● Passage to read:
Times Herald Record - September 11, 2019
Eighteen years, and we still feel a chill from a crisp autumn day when the sky is that certain shade of deep blue.Eighteen years and still people are dying from the attack that September morning, when the planes hit, and the towers fell and filled lower Manhattan with that massive cloud of ash, smoke and pulverized debris.
That morning, 2,977 people were murdered, and more than 6,000 were injured that day. Most of the dead - 2,606 - were in or around the World Trade Center in New York City.
The FDNY lost 343 that day, and more than 200 since then from sickness spawned by the toxic debris at ground zero. There were 72 police and peace officer fatalities at the WTC, and 229 since, according to the National Law Enforcement Officers Memorial Fund.
Some of those first responders, and some of the civilians who died, lived in the mid-Hudson.
Here, like in New York City, worried teachers tried to shelter students from the news. Here, like in New York City, there were fathers and mothers, sons and daughters who never came home.
Whole communities came together in grief.
That grief is still there, every year, when we gather to honor the people we lost.
Never forget? How could we ever forget? How could anyone?
It took years to recognize the breadth and depth of that day’s toll on first responders and on the people who lived and worked near the towers. In January 2011, President Barack Obama signed the James Zadroga 9/11 Health and Compensation Act of 2010 into law, allowing people made ill or injured by the WTC attack to get reimbursement for medical expenses. Although the law was named for first responders, it also covers people who lived or worked in the exposure zone.

● Work request A: In the 9/11 anniversary editorial, do these statements agree with the text? (i) The FDNY lost 343 people on the day of the attack. (ii) All 2,977 people killed that morning died in or around the World Trade Center. (iii) The Zadroga Act covers only first responders. Answer yes or no for each, and quote the deciding words.
● Work request B: Resume the 9/11 anniversary editorial after its last sentence.
The listing is separate material and has no connection to the 9/11 anniversary editorial.

● Extracted data:
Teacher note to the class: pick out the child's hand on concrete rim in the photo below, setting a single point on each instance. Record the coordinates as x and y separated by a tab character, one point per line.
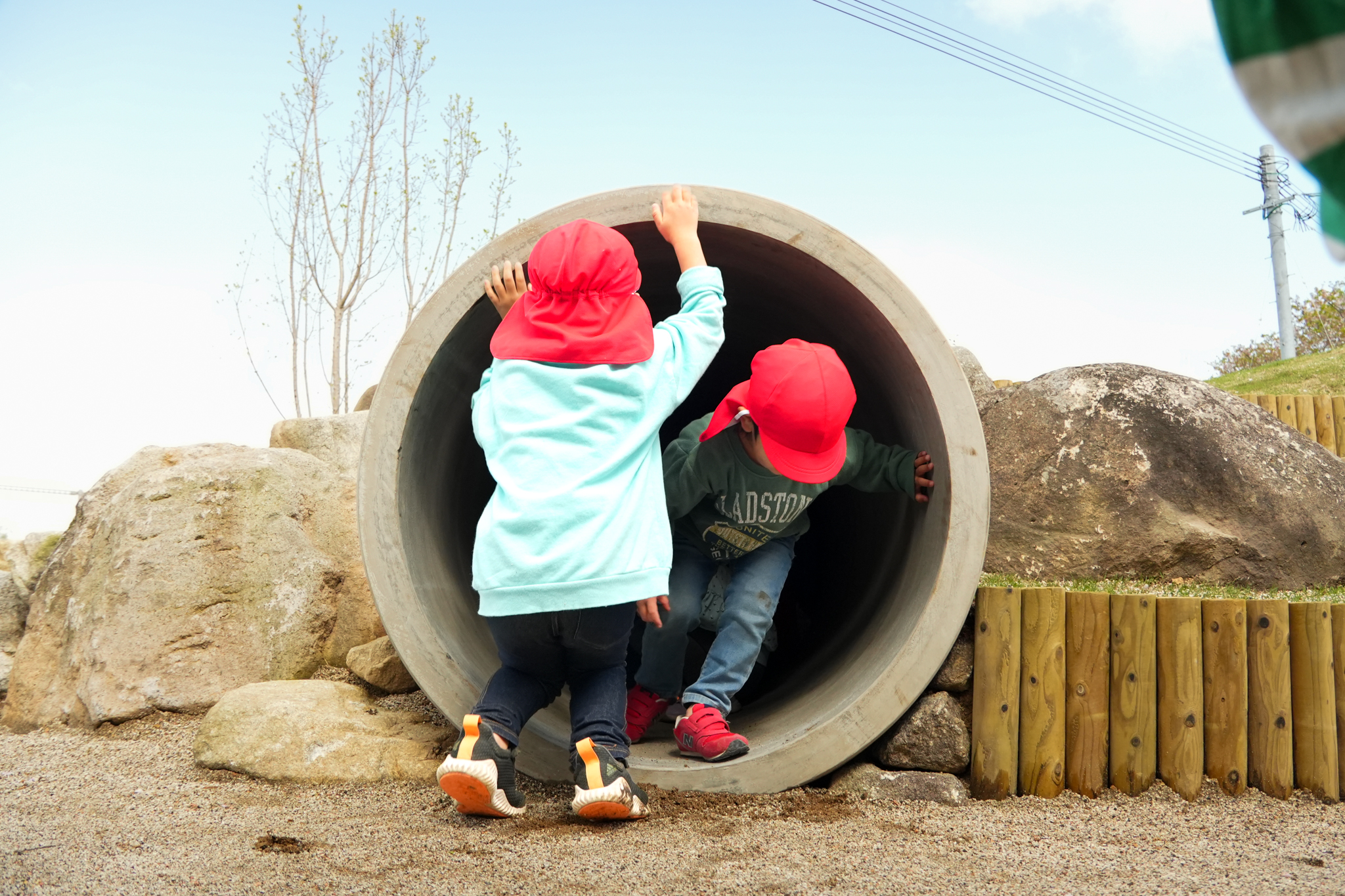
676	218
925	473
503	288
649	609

==

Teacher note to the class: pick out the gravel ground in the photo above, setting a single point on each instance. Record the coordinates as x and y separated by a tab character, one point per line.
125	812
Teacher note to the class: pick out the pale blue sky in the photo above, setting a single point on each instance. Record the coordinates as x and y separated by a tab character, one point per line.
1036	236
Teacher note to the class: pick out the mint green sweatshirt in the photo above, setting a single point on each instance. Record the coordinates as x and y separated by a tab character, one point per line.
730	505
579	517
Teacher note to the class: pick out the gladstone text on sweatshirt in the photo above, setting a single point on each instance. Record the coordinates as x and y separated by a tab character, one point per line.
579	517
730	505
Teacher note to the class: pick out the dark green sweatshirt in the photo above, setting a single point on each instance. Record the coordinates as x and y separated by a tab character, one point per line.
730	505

● Task result A:
(i) Yes: "The FDNY lost 343 that day"
(ii) No: "Most of the dead - 2,606 - were in or around the World Trade Center in New York City."
(iii) No: "it also covers people who lived or worked in the exposure zone."

● Task result B:
Obama signed an extension in 2015, extending the filing deadline to December 2020.
In February, the special master overseeing the fund announced that the well was running dry, and claim payments would have to be reduced.
Cue a massive effort by advocates for further funding and reauthorization, some of them terminally ill firefighters such as Luis Alvarez. Entertainer John Stewart, their advocate for years, again stood with them.
Alvarez gave a moving, impassioned speech to a Congressional committee in June, urging them to take action, shaming them for their delays. He died shortly after, but his words and work achieved his legacy.
On July 24, Congress passed The Never Forget the Heroes: James Zadroga, Ray Pfeifer and Luis Alvarez Permanent Authorization of the September 11th Victim Compensation Fund. President Donald Trump signed it into law on July 29. Now the filing deadline extends through October 2090, with the ability to appropriate funds needed to fill claims.
And the claims will continue to roll in: 51,816 filed since inception, with about half deemed eligible. Through the end of August, the fund had awarded $1.193 billion to survivors.